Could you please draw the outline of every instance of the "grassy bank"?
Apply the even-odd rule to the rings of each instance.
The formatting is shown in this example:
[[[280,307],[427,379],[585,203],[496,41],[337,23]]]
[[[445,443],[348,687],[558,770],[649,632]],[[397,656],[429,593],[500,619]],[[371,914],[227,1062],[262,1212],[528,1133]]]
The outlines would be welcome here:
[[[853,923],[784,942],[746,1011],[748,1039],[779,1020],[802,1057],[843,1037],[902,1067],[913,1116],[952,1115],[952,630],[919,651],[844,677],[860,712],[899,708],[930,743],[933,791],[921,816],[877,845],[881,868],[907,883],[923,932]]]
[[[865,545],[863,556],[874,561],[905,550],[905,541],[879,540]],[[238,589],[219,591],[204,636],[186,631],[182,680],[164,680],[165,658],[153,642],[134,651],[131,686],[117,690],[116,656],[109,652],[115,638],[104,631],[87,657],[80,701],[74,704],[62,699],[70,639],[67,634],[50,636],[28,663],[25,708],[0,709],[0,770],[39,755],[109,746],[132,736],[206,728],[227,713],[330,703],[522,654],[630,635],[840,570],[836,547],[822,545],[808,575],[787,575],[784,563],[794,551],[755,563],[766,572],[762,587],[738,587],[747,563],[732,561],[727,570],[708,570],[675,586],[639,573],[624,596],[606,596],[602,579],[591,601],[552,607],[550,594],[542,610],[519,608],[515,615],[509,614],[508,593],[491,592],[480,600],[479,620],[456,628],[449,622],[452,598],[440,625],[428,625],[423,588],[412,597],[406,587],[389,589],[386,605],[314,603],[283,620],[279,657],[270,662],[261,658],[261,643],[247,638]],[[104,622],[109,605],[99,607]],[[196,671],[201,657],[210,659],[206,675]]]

──────

▶ **Your instructions**:
Could you copy every entry above word for word, keeping each line unchanged?

▶ **Output of the task**:
Could you please draw the outline of every instance of the "grassy bank"?
Apply the even-odd rule to the rings of each instance.
The formatting is shown in this example:
[[[280,307],[427,379],[585,203],[496,41],[337,23]]]
[[[445,443],[348,687],[558,770],[649,632]],[[397,656],[429,593],[500,619]],[[371,914],[227,1062],[262,1212],[528,1133]]]
The outlines would be welcome here:
[[[853,923],[784,942],[746,1011],[748,1039],[779,1020],[802,1057],[843,1037],[902,1067],[913,1116],[952,1115],[952,630],[919,651],[844,677],[860,712],[899,708],[930,743],[933,791],[921,816],[877,845],[881,868],[907,883],[923,932]]]
[[[865,545],[863,556],[874,561],[905,550],[905,541],[879,540]],[[238,589],[219,591],[204,636],[186,631],[182,680],[164,680],[165,658],[153,642],[134,651],[131,686],[117,690],[116,656],[109,652],[115,638],[104,631],[87,657],[80,701],[74,704],[62,699],[70,639],[67,634],[50,636],[28,663],[25,708],[0,709],[0,770],[39,755],[109,746],[132,736],[206,728],[227,713],[330,703],[522,654],[630,635],[840,570],[836,547],[822,545],[808,575],[787,575],[784,563],[794,551],[755,563],[766,572],[762,587],[738,587],[747,563],[732,561],[727,570],[708,570],[675,586],[639,573],[624,596],[606,596],[602,579],[591,601],[552,607],[550,594],[542,610],[519,608],[515,615],[509,614],[508,593],[491,592],[480,600],[479,620],[456,628],[449,622],[452,598],[440,625],[428,625],[423,588],[412,597],[406,587],[389,589],[386,605],[314,603],[283,620],[279,657],[270,662],[261,658],[261,643],[247,638]],[[104,622],[109,605],[99,607]],[[196,671],[201,657],[210,659],[206,675]]]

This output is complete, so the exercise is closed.